#### Exercise requirements:
How many lines in the material below contain the string "feathers"? Answer with the number alone.
• • • •
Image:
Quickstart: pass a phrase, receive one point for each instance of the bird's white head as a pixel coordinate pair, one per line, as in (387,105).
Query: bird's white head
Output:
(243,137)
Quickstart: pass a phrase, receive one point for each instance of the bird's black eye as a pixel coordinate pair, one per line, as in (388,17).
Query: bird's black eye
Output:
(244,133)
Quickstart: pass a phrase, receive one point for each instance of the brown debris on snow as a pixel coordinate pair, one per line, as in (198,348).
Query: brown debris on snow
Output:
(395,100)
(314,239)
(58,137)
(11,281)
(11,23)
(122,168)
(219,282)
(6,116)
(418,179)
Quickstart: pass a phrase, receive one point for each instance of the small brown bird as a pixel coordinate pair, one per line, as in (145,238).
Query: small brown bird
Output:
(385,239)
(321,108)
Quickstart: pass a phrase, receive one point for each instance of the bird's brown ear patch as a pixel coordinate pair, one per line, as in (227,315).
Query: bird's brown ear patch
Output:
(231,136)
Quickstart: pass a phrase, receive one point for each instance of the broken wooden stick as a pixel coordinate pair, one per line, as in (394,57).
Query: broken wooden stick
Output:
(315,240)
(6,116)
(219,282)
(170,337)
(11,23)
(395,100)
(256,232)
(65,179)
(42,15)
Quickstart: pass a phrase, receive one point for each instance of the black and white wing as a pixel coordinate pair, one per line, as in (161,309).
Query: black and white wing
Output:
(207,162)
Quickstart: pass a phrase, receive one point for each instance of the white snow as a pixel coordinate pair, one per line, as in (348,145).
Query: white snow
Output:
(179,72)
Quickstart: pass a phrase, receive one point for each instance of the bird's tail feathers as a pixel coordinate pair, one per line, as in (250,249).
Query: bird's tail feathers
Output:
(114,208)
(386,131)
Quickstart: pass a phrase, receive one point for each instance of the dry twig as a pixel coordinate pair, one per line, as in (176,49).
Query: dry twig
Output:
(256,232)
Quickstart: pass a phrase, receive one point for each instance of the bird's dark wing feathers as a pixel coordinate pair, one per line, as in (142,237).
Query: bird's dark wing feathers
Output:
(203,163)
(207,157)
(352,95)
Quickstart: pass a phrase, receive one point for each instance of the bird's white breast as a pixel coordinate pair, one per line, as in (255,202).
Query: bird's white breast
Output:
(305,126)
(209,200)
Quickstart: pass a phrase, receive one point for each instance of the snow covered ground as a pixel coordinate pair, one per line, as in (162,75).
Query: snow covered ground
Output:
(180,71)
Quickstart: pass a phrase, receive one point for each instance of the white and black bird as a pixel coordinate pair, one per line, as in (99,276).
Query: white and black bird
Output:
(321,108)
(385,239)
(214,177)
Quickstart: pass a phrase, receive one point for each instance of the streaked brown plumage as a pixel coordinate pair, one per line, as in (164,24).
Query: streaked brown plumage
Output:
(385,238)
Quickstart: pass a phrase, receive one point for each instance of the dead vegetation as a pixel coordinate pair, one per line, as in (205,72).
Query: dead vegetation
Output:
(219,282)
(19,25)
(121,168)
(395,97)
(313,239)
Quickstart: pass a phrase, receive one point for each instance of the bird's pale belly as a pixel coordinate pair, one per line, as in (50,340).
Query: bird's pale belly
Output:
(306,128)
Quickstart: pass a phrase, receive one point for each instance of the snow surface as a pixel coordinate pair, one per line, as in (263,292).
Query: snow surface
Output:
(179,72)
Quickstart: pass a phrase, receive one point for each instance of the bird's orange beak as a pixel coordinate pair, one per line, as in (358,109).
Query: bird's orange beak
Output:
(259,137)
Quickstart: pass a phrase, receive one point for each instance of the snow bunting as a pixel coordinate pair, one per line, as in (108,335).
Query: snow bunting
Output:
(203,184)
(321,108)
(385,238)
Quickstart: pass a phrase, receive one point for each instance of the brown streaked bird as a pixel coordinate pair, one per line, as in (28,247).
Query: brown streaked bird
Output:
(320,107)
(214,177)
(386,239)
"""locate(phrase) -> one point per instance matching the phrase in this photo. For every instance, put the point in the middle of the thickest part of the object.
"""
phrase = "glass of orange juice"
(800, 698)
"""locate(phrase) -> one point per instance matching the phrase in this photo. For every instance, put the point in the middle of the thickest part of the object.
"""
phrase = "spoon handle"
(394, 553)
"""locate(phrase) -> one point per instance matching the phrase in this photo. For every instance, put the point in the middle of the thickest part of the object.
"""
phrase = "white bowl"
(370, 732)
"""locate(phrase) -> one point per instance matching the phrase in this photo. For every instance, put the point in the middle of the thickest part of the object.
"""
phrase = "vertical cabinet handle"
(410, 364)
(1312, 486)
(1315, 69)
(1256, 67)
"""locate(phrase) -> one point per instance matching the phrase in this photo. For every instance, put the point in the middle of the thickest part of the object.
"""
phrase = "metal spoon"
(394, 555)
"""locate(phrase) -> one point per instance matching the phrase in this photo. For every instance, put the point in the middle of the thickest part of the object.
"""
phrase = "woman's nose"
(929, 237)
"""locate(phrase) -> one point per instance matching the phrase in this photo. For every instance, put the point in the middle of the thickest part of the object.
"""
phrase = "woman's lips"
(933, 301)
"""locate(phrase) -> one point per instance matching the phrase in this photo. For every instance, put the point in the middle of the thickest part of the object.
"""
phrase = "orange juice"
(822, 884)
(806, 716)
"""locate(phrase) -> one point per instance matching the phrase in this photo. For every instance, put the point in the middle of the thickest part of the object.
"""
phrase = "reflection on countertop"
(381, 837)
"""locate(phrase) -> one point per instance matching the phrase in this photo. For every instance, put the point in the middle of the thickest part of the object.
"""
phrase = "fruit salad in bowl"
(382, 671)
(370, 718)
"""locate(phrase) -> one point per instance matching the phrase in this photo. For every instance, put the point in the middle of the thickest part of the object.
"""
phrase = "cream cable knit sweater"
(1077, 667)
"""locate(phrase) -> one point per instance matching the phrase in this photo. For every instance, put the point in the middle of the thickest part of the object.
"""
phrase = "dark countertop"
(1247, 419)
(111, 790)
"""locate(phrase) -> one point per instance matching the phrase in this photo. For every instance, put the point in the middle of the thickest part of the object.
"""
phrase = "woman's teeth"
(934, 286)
• • • •
#### Output:
4